| INSTRUCTIONS TO FOLLOW |
Below are records to transcribe exactly, without their pictures.

==== INPUT ====

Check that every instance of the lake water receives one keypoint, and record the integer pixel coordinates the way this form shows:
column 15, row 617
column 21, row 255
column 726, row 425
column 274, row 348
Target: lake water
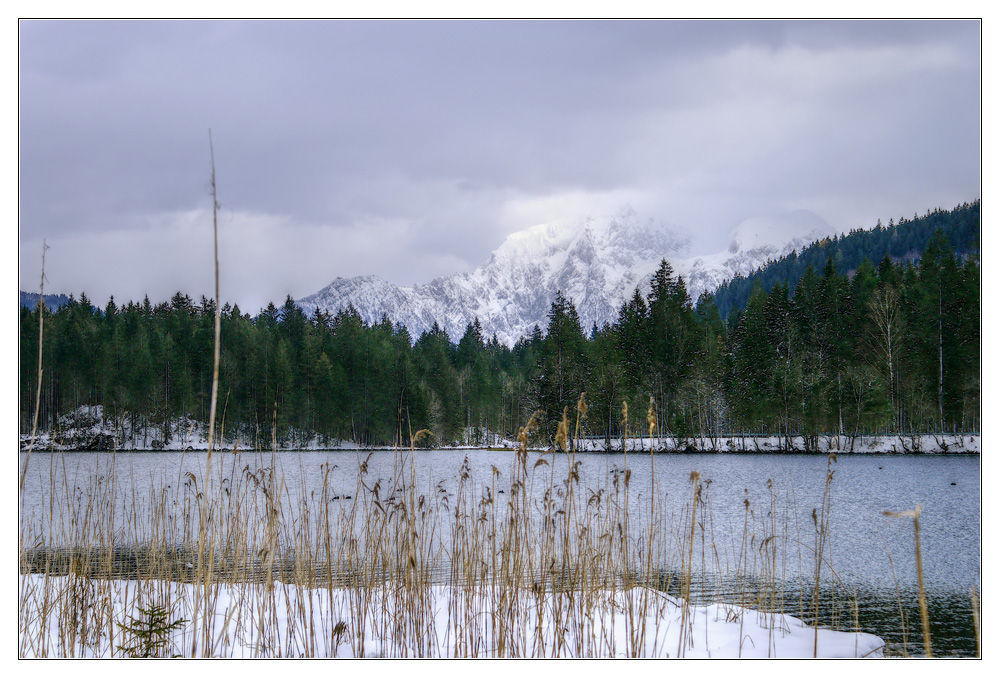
column 872, row 556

====

| COMPLETE OUTPUT |
Check that every instance of the lake water receives one keypoint, and record the integer pixel coordinates the way this form shows:
column 15, row 617
column 21, row 255
column 726, row 425
column 274, row 348
Target: lake water
column 872, row 556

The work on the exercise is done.